Copy out word for word the lines below, from the line containing "Target: rectangular window" through the end of the entries.

··· Material ···

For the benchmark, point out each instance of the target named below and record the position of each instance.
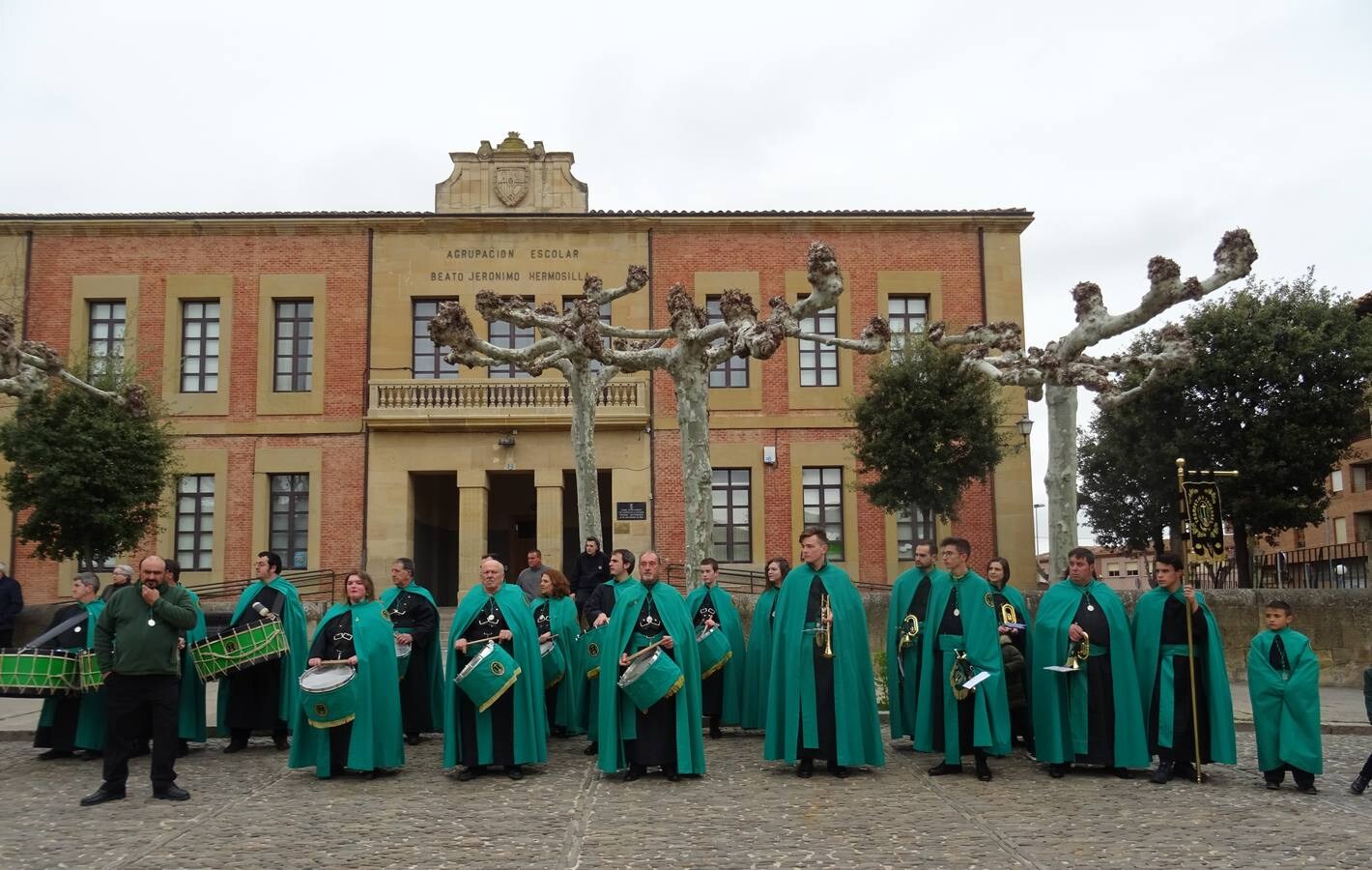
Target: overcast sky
(1128, 130)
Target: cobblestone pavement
(250, 811)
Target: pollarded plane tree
(1057, 370)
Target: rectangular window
(731, 507)
(907, 317)
(428, 362)
(291, 519)
(913, 526)
(104, 342)
(819, 362)
(822, 500)
(731, 372)
(201, 346)
(195, 522)
(294, 366)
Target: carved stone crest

···

_Exercise output:_
Target: rectangular window
(731, 507)
(907, 317)
(428, 362)
(291, 519)
(913, 526)
(104, 342)
(819, 362)
(822, 500)
(731, 372)
(201, 346)
(195, 522)
(294, 366)
Target: carved stone crest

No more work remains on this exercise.